Work to be completed. Format the material from its first line through the line containing "679L656 686L697 680L696" as a JSON list of strings, with one string per line and no blank lines.

(Collected data entries)
:::::
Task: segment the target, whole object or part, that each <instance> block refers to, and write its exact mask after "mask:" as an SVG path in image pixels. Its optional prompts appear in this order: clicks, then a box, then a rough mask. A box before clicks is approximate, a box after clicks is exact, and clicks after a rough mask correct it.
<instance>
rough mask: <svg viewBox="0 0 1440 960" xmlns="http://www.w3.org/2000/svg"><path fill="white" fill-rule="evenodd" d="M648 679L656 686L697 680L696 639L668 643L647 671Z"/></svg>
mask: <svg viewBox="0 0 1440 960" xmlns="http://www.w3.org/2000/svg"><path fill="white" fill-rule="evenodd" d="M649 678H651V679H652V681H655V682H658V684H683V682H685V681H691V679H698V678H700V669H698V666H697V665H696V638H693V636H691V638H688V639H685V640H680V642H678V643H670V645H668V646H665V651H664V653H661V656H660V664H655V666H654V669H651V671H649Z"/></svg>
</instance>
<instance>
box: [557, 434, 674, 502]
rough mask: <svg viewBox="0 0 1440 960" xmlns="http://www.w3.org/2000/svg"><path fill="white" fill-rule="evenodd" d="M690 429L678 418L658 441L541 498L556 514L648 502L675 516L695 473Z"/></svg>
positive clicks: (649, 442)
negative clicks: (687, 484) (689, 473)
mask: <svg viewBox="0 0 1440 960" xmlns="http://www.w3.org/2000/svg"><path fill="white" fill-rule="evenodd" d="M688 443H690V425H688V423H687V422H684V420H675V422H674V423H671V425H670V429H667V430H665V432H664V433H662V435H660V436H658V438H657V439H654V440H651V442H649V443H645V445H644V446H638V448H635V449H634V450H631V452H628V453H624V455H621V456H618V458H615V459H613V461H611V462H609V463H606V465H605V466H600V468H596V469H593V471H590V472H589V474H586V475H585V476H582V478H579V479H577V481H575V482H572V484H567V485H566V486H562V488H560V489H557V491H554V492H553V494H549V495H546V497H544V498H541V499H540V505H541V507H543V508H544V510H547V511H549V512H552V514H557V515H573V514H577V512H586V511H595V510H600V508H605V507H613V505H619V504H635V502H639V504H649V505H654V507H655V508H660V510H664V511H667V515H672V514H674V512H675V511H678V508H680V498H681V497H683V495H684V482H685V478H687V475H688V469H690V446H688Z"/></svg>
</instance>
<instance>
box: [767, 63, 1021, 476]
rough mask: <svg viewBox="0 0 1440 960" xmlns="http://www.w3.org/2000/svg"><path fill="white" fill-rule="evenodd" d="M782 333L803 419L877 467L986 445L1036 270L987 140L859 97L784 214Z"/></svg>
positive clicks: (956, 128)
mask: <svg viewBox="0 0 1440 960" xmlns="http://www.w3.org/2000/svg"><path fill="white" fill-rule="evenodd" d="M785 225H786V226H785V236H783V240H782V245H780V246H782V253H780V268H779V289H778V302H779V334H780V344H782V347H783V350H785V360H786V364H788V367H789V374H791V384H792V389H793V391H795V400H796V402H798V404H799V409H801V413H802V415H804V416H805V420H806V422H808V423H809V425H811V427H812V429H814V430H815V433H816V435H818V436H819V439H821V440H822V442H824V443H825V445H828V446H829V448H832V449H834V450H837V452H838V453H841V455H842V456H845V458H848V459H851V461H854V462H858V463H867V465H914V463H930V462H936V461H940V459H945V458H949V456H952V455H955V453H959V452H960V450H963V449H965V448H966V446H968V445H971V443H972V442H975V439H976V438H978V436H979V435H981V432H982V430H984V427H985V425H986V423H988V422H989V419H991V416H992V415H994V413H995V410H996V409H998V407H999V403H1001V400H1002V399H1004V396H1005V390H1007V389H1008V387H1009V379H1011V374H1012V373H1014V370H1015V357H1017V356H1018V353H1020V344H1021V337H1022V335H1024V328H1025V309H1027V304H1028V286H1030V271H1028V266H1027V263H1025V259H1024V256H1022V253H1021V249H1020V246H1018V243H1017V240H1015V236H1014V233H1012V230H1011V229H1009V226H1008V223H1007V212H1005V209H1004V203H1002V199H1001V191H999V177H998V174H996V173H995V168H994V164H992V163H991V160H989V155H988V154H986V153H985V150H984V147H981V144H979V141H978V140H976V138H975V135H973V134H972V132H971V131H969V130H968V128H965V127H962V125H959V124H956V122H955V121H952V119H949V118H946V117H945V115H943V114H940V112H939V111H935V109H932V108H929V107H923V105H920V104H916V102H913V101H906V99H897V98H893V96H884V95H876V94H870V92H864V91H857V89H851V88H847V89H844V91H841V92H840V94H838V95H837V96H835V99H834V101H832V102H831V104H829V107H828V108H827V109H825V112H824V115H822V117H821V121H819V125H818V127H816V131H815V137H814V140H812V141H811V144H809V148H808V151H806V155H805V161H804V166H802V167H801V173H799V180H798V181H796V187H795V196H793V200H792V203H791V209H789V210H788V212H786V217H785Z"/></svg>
:::::
Answer space.
[
  "Task: segment the target, whole object or part, that each <instance> block refers to, and write its exact mask after \"mask:\" as an SVG path in image pixels. Its optional prompts appear in this order: clicks, then a box, then a rough mask. A box before clicks is approximate, a box after clicks is exact, and clicks after a rough mask correct it.",
  "<instance>",
  "rough mask: <svg viewBox=\"0 0 1440 960\" xmlns=\"http://www.w3.org/2000/svg\"><path fill=\"white\" fill-rule=\"evenodd\" d=\"M648 679L656 686L697 680L696 639L668 643L647 671Z\"/></svg>"
]